#### Extracted entries ####

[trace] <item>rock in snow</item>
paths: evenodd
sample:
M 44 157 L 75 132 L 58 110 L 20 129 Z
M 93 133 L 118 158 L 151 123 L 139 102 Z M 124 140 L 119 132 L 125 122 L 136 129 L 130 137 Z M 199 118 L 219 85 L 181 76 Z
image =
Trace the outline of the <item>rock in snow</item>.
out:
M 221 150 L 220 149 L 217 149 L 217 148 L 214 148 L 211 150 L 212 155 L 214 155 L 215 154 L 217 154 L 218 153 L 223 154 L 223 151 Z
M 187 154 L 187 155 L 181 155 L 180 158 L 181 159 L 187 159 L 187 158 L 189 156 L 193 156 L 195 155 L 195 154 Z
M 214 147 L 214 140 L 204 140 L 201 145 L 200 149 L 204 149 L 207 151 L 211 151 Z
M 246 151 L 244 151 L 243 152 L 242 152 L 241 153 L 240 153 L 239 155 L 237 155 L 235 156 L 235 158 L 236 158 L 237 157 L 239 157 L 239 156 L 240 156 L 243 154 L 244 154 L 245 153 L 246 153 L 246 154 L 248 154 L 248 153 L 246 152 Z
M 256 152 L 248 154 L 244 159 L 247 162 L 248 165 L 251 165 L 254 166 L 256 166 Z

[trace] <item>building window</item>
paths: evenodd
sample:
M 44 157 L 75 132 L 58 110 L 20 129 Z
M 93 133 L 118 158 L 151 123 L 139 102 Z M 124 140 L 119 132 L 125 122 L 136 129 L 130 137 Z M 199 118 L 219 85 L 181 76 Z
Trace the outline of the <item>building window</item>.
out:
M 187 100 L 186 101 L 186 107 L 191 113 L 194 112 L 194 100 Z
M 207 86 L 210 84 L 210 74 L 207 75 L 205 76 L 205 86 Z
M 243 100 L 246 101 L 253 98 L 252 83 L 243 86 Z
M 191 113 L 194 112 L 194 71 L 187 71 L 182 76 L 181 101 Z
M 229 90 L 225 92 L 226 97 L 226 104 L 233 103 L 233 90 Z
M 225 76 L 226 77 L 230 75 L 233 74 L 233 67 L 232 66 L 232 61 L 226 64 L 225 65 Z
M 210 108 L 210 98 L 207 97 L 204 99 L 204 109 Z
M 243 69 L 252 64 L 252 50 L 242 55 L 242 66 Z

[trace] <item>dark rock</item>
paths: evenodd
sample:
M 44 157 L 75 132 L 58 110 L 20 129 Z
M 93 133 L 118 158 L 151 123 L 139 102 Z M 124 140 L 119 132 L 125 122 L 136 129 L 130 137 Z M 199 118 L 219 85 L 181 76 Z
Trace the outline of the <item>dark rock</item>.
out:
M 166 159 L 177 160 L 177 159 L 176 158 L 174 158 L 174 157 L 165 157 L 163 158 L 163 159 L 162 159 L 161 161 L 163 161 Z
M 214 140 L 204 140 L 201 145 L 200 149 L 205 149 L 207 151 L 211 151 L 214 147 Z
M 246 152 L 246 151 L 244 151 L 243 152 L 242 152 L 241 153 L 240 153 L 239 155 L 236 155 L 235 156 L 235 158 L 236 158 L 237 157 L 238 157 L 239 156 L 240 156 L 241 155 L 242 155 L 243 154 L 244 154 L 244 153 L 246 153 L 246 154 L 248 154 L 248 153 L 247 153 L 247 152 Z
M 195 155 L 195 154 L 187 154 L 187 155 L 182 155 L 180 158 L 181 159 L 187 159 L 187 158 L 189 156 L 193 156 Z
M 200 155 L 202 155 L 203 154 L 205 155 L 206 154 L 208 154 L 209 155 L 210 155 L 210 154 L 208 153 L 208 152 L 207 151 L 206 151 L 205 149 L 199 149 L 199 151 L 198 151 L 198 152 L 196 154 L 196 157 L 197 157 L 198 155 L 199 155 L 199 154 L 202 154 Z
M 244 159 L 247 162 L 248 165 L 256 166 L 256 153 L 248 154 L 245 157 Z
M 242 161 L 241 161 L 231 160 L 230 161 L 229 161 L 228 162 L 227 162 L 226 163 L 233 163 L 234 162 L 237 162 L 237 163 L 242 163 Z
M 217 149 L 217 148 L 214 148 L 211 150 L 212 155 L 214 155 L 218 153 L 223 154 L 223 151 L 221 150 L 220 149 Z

####

To do:
Reproduce all of the data above line for line, without changing any character.

The completed task:
[trace] <item>rock in snow</item>
paths: evenodd
sample:
M 44 157 L 75 132 L 58 110 L 20 129 Z
M 93 133 L 118 158 L 151 123 L 139 102 Z M 124 140 L 119 132 L 125 122 L 136 129 L 130 137 Z M 199 118 L 219 85 L 181 76 Z
image =
Trace the outline of the <item>rock in snow</item>.
out:
M 221 150 L 220 149 L 217 149 L 217 148 L 214 148 L 211 150 L 212 155 L 214 155 L 215 154 L 217 154 L 218 153 L 223 154 L 223 151 Z
M 187 154 L 187 155 L 181 155 L 180 158 L 181 159 L 187 159 L 187 158 L 189 156 L 193 156 L 195 155 L 195 154 Z
M 214 147 L 214 140 L 204 140 L 201 145 L 200 149 L 204 149 L 207 151 L 211 151 Z
M 246 151 L 244 151 L 243 152 L 242 152 L 241 153 L 240 153 L 239 155 L 237 155 L 235 156 L 235 158 L 236 158 L 237 157 L 239 157 L 239 156 L 240 156 L 243 154 L 244 154 L 245 153 L 246 153 L 246 154 L 248 154 L 248 153 L 246 152 Z
M 256 152 L 248 154 L 244 159 L 247 162 L 248 165 L 251 165 L 254 166 L 256 166 Z

[trace] <item>building window</item>
paths: evenodd
sample:
M 44 157 L 75 132 L 58 110 L 20 129 Z
M 93 133 L 118 158 L 151 123 L 139 102 Z M 124 140 L 119 132 L 125 122 L 136 129 L 130 137 Z M 199 118 L 219 85 L 181 76 Z
Trace the outline of the <item>building window</item>.
out:
M 187 100 L 186 101 L 186 107 L 191 113 L 194 112 L 194 100 Z
M 207 86 L 210 84 L 210 74 L 207 75 L 205 76 L 205 86 Z
M 243 100 L 246 101 L 253 98 L 252 83 L 243 86 Z
M 191 113 L 194 112 L 194 71 L 187 71 L 182 76 L 181 101 Z
M 229 90 L 225 92 L 226 97 L 226 104 L 233 103 L 233 90 Z
M 225 76 L 226 77 L 230 75 L 233 74 L 233 67 L 232 66 L 232 61 L 226 64 L 225 65 Z
M 210 108 L 210 98 L 207 97 L 204 99 L 204 109 Z
M 243 69 L 252 64 L 252 50 L 242 55 L 242 66 Z

[trace] <item>dark rock</item>
paths: evenodd
sample:
M 44 157 L 75 132 L 58 110 L 20 129 Z
M 93 133 L 118 158 L 151 123 L 139 102 Z M 124 140 L 119 132 L 125 122 L 136 129 L 130 137 Z M 199 118 L 219 85 L 181 76 Z
Trace the outline of the <item>dark rock</item>.
out:
M 166 159 L 177 160 L 177 159 L 176 158 L 174 158 L 174 157 L 165 157 L 163 158 L 163 159 L 162 159 L 161 161 L 163 161 Z
M 214 140 L 204 140 L 201 145 L 200 149 L 205 149 L 207 151 L 211 151 L 214 147 Z
M 246 152 L 246 151 L 244 151 L 243 152 L 242 152 L 241 153 L 240 153 L 239 155 L 236 155 L 235 156 L 235 158 L 236 158 L 237 157 L 238 157 L 239 156 L 240 156 L 241 155 L 242 155 L 243 154 L 244 154 L 244 153 L 246 153 L 246 154 L 248 154 L 248 153 L 247 153 L 247 152 Z
M 195 155 L 195 154 L 187 154 L 187 155 L 182 155 L 180 158 L 181 159 L 187 159 L 187 158 L 189 156 L 193 156 Z
M 200 155 L 202 155 L 203 154 L 205 155 L 206 154 L 208 154 L 209 155 L 210 155 L 210 154 L 208 153 L 208 152 L 207 151 L 206 151 L 205 149 L 199 149 L 199 151 L 198 151 L 198 152 L 196 154 L 196 157 L 197 157 L 198 155 L 199 155 L 199 154 L 202 154 Z
M 244 159 L 247 162 L 248 165 L 256 166 L 256 153 L 248 154 L 245 157 Z
M 242 161 L 241 161 L 231 160 L 230 161 L 229 161 L 228 162 L 227 162 L 226 163 L 233 163 L 234 162 L 237 162 L 237 163 L 242 163 Z
M 217 149 L 217 148 L 214 148 L 211 150 L 212 155 L 214 155 L 218 153 L 223 154 L 223 151 L 221 150 L 220 149 Z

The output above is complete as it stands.